Exercise description: Duplicate, word for word, everything in the mac and cheese passage from "My assault on" down to "it in steps.".

Source excerpt:
ESCAPING THE BLUE BOX
Of course, the truth about macaroni and cheese for most American children is that they want what they are used to. Because of busy lives and the low cost of boxed macaroni and cheese, that is what most kids know. Give them something else, even if that something else is delicious, and it’s just weird.
So, I’ve waged war on the blue box in my house. Do we have a Costco-sized box of it in our basement? Absolutely. But do I want my kids to realize that there is a whole world of better macaroni out there? Also, absolutely.
My assault on the blue box is therefore a slow one. If your kids are like mine and refuse to try different macaroni and cheese options, take it in steps.
To start, trade the macaroni in the box for a different variety. Cavatappi is what I used here, for example. If you can’t find this corkscrew-shaped pasta, fusilli will do. Use the seasoning packet so it will have the same color and flavor, but will get them used to varied shapes!
Once the door is open, you can start shifting to new cheeses, and eventually you can introduce them to something that is delicious for you and not completely foreign to them.
BABY STEPS: SLOW COOKER MAC AND CHEESE
This Slow Cooker Macaroni and Cheese doesn’t have any odd or expensive cheeses that will challenge young palates. However, I do like it with a slightly sturdier pasta shape so I trade the elbow macaroni for cavatappi (which also goes by cellentani).
It’s a simple and delicious mac and cheese that requires very little attention. If nothing else, if gives your hands a break from ripping open those seasoning packets!
TRICK #1: Start with Less liquid Than You Need
I’ll be the first to admit that cooking pasta in a slow cooker is tricky. The Internet will tell you that it’s easy. Toss the stuff in and come back in two hours! Perfect!
But slow cookers are not necessarily a one-size-fits-all situation and pasta is a delicate ingredient. Depending on the slow cooker and the exact pasta you are using, it might soak up all the liquid and you’ll be left with a dry mac and cheese, or it might cook quickly and you’ll be left with a gooey pasta mess. It’s a big world of equipment and pastas out there. There are a lot of variables!

Excerpted data:

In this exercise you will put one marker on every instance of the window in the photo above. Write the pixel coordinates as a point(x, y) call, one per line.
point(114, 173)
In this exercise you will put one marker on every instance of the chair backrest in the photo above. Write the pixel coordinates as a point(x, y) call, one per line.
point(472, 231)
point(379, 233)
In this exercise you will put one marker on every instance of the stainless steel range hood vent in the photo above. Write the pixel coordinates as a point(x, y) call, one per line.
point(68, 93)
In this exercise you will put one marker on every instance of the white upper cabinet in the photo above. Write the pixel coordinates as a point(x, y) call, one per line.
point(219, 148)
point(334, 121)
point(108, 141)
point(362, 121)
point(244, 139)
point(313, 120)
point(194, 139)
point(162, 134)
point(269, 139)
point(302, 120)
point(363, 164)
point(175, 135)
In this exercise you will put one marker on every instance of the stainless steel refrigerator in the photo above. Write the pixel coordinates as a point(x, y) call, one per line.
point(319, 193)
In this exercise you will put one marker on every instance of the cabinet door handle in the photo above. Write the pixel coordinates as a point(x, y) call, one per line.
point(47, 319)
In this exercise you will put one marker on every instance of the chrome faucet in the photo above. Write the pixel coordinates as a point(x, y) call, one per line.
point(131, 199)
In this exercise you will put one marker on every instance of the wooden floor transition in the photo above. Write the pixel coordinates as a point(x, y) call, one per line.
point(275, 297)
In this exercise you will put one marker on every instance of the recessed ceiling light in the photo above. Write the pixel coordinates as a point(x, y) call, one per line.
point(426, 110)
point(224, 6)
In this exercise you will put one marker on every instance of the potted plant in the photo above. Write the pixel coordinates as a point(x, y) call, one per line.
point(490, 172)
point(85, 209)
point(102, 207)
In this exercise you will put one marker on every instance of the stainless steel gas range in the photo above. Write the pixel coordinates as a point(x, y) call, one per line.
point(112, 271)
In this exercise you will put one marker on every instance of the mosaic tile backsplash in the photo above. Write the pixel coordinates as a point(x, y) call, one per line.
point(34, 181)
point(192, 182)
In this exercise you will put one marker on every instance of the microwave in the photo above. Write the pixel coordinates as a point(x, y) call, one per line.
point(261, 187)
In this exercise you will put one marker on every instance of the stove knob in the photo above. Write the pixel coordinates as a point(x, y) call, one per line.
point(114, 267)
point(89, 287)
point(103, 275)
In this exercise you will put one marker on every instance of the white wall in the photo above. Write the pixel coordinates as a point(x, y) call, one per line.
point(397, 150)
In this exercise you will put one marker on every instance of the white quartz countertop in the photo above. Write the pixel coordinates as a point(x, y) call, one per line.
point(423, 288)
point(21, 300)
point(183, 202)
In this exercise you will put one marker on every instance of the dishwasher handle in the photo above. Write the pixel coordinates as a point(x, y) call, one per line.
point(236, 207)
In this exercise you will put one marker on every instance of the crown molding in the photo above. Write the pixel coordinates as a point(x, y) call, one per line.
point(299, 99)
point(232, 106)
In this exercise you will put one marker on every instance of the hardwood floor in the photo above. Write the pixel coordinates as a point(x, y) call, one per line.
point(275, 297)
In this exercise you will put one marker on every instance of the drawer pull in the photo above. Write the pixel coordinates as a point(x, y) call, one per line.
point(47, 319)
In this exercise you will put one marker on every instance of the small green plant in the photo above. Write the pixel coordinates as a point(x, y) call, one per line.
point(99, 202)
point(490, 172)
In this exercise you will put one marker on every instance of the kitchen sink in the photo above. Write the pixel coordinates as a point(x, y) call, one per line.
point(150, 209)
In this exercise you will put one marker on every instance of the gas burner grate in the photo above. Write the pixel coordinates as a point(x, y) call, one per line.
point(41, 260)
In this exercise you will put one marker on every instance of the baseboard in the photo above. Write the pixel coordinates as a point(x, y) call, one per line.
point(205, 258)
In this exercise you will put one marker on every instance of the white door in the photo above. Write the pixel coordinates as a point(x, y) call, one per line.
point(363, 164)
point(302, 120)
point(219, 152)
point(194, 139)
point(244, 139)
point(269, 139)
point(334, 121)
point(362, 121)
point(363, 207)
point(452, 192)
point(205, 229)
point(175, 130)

Answer for this exercise:
My assault on the blue box is therefore a slow one. If your kids are like mine and refuse to try different macaroni and cheese options, take it in steps.